- **LIST OF TASKS**
**a.** Output the stretch of the article on leash reactivity from "A few possible" through "a breed problem.", word for word.
**b.** In one to three sentences, explain why the article on leash reactivity advises against yelling or jerking hard on the leash when your dog reacts to another dog.
**c.** Take the article on leash reactivity further, picking up where it stops.
::: DOCUMENT SECTION
Leash reactivity is a very common problem and can happen to any dog guardian – don’t be embarrassed. It is common to see leashed dogs pulling or lunging towards another dog, barking, or even growling and snapping when they see another dog on leash, or more so when they are approached by another (un)leashed dog. On the other hand, these same dogs can be well behaved when meeting a dog off leash and might be playing nicely. So what’s the deal?
A few possible causes of a dog's leash reactivity are improper socialization, a previous traumatic experience on leash, or pure frustration. As you can see, the issue can stem from a range of events and emotions. This also goes to show that the leash reactivity behaviors of lunging, jumping, and snarling are a dog problem, not a breed problem.
Since this can happen to any dog guardian, what are some simple ways to control your dog’s leash behavior? First, stay calm and turn your dog away from the other dog. Don’t overreact, yell or jerk intensely on the leash, because your dog will get even tenser and may respond with further barking or pulling. Secondly, always use a humane training collar. Head halters and front buckle harnesses makes on-leash management much easier and will not harm your dog. Punishment devices such as collars that choke, pinch and shock are never recommended as they cause pain and discomfort. Although some dogs may seem to temporarily suppress the behavior, the pain and discomfort from punishment collars will not decrease the leash reactivity in the long run. In fact, it may just cause or worsen aggression, especially if the behavior is based in fear or conflict.
::::::
::: EXERCISE DATA
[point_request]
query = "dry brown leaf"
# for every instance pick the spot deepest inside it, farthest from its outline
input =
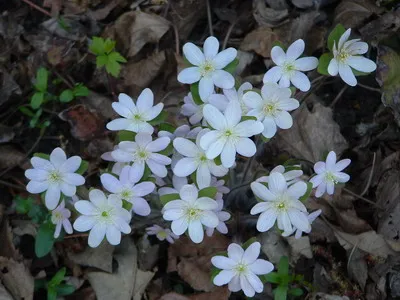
(16, 278)
(353, 13)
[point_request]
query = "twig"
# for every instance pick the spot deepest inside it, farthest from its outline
(37, 7)
(369, 88)
(338, 96)
(209, 18)
(370, 176)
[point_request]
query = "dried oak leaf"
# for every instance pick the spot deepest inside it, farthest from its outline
(135, 29)
(16, 278)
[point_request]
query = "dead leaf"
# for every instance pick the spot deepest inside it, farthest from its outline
(353, 13)
(16, 278)
(369, 241)
(85, 123)
(135, 29)
(100, 257)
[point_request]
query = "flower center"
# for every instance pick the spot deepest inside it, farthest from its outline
(207, 68)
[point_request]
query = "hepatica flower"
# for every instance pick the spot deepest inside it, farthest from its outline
(347, 56)
(240, 269)
(144, 152)
(271, 107)
(195, 160)
(190, 213)
(135, 117)
(329, 174)
(60, 217)
(281, 204)
(289, 66)
(162, 233)
(229, 135)
(104, 217)
(208, 67)
(54, 176)
(129, 189)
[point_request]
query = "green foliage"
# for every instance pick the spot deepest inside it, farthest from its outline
(106, 56)
(79, 90)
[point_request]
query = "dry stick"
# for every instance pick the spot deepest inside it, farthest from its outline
(370, 176)
(38, 8)
(209, 18)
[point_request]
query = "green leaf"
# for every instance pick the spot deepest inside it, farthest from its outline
(42, 76)
(66, 96)
(169, 197)
(159, 119)
(308, 192)
(194, 89)
(83, 167)
(37, 100)
(209, 192)
(323, 64)
(44, 239)
(231, 67)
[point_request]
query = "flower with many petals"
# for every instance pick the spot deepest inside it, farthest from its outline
(135, 117)
(230, 135)
(104, 217)
(54, 176)
(271, 107)
(240, 269)
(190, 213)
(347, 56)
(60, 217)
(329, 173)
(129, 189)
(162, 233)
(208, 67)
(281, 204)
(143, 151)
(289, 66)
::::::
- **ANSWERS TO THE TASKS**
**a.**
A few possible causes of a dog's leash reactivity are improper socialization, a previous traumatic experience on leash, or pure frustration. As you can see, the issue can stem from a range of events and emotions. This also goes to show that the leash reactivity behaviors of lunging, jumping, and snarling are a dog problem, not a breed problem.

**b.** Yelling or jerking intensely on the leash makes the dog even tenser. The dog may then respond with more barking or pulling.

**c.**
The next tip may be the most important: the art of prevention and distraction before the unwanted behavior happens. This ensures your dog is focusing on you and not the other leashed dog(s) on the street. A fun way to distract your dog is to have a handful of treats and play the game of “find it.” Throw treats in front of him as you pass another dog and continue to say “find it” until you have walked past that dog. Your dog will be so busy searching for treats he won’t even notice the other leashed dog! Eventually, this will build an association of seeing other dogs with tasty treats.
If the above pointers are not successful with your dog, taking a class may be the way to go. There are many reward-based behavior modification classes out there that teach dogs how to behave in the presence of other dogs. The San Francisco SPCA or a humane society near you offers many different dog training courses. If your dog, however, has a strong fear response and shows aggressive behaviors, it is best to consult with a one-on-one private trainer or a board certified veterinary behavior specialist. Through these two options, the problem will be diagnosed and a behavior treatment plan will be individually tailored and designed to your pet's needs.